→ **GOAL OF THE EXERCISE**
Copy whichever lines of the data hold the word "below".
____ DATA TO EXAMINE
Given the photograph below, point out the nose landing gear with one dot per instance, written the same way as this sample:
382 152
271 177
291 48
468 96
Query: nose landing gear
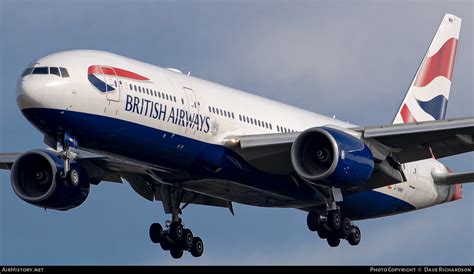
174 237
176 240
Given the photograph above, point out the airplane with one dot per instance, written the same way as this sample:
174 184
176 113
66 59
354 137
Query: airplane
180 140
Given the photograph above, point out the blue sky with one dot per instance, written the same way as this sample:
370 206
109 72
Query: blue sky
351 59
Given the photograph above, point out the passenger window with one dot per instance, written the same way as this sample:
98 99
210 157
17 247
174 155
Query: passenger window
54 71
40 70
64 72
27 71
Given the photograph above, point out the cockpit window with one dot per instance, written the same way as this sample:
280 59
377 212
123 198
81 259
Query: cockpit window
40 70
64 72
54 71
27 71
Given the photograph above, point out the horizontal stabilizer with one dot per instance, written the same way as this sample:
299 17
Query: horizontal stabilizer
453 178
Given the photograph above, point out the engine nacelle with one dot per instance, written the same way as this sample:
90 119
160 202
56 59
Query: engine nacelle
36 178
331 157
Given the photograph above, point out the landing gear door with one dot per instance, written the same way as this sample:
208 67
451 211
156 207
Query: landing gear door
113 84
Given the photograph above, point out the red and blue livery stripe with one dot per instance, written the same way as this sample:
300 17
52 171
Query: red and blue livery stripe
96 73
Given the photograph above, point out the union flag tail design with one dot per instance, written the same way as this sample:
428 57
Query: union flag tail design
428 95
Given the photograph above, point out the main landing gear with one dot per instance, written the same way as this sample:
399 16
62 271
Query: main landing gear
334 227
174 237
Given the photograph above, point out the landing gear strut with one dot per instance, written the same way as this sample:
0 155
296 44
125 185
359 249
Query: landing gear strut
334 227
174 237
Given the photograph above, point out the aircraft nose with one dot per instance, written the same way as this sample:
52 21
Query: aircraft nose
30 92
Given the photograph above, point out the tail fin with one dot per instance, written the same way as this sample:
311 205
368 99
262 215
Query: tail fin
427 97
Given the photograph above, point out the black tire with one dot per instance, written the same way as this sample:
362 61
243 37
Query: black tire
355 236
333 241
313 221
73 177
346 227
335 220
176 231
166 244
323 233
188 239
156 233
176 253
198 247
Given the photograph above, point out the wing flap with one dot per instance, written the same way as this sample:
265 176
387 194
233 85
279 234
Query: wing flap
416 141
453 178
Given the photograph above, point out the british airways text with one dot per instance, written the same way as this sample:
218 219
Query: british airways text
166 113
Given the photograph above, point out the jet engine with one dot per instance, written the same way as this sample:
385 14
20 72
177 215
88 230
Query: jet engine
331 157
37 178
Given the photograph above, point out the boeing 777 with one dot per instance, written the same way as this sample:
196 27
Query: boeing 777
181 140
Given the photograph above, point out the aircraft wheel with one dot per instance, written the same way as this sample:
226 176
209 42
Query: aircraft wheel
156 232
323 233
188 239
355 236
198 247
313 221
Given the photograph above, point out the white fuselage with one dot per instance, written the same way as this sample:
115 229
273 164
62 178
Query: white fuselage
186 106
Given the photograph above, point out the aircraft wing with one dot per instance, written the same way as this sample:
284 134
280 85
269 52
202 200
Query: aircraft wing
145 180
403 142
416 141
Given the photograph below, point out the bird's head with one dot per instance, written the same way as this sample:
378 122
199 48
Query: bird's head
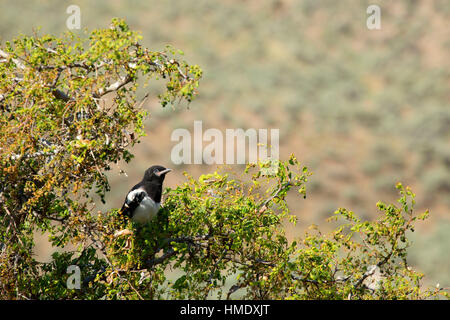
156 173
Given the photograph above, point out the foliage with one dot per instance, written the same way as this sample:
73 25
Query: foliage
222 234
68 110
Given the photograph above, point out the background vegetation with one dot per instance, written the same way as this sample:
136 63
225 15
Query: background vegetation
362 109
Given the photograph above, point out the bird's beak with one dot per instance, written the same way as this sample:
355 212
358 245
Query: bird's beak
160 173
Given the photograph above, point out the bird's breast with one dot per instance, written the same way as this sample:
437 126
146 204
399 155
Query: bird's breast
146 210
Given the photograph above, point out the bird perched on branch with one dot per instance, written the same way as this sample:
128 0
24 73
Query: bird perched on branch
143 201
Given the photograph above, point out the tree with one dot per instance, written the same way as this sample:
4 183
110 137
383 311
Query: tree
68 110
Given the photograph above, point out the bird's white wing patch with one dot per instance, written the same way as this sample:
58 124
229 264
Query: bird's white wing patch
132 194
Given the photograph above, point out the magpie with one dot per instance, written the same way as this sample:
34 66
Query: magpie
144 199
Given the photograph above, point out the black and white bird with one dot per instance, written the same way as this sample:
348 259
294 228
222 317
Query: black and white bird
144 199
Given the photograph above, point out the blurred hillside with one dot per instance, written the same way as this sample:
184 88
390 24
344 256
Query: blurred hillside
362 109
________
____ DATA TO EXAMINE
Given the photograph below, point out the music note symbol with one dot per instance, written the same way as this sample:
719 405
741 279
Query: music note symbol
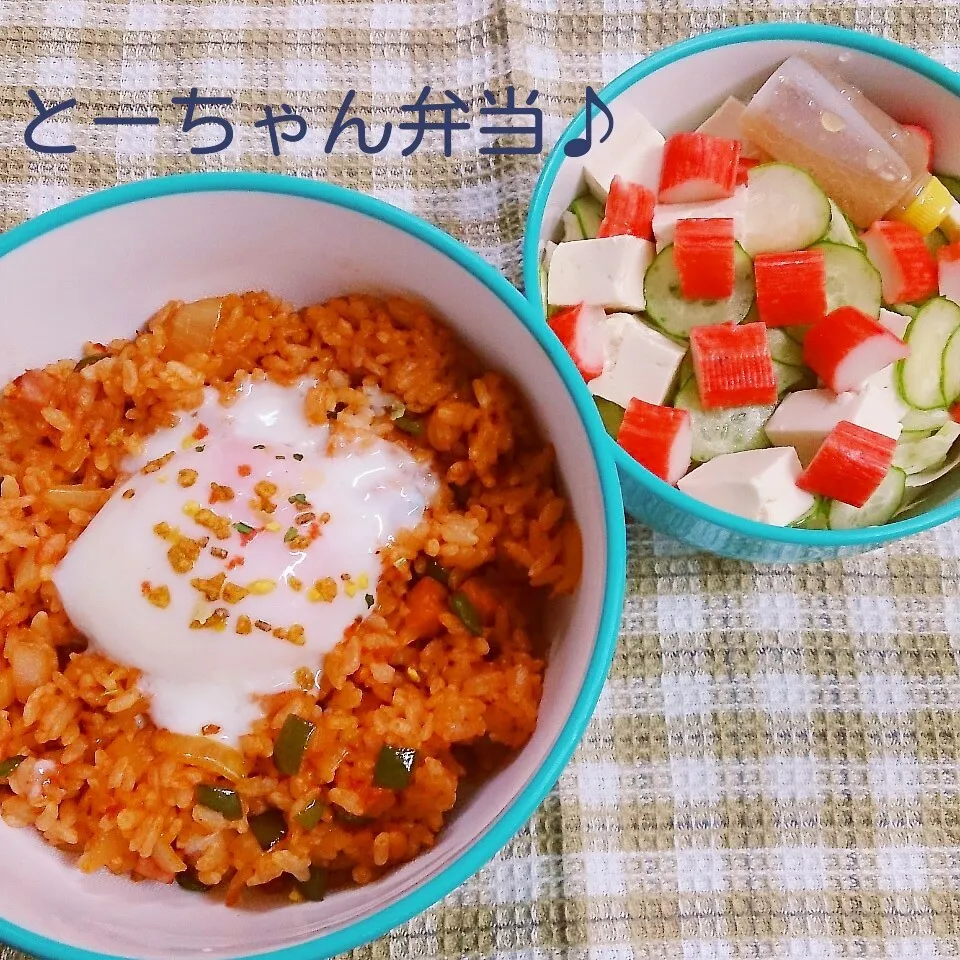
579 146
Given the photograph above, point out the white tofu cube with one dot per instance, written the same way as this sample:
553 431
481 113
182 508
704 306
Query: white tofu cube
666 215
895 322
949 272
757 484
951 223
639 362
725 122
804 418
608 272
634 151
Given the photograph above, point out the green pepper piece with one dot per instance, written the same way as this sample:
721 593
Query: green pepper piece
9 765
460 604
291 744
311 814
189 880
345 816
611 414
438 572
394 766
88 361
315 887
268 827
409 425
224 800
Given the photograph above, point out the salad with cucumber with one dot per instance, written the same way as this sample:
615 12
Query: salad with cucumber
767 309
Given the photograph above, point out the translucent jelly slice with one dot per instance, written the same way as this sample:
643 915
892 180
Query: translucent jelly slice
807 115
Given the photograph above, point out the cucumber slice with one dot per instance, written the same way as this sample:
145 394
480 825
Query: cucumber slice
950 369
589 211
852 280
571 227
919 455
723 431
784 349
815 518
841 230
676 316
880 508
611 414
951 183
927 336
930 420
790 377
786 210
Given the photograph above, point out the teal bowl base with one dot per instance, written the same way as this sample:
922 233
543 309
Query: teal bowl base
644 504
________
→ **COMPLETED TASK**
Given the photograph below, point out the nose landing gear with one dot per instance, written the same way as this sample:
Given the photograph below, point out the bird's head with one dot per instance, written the same way as this sample:
Given the photograph below, point out the music note symbol with one dot per instance, written the same way as this sample:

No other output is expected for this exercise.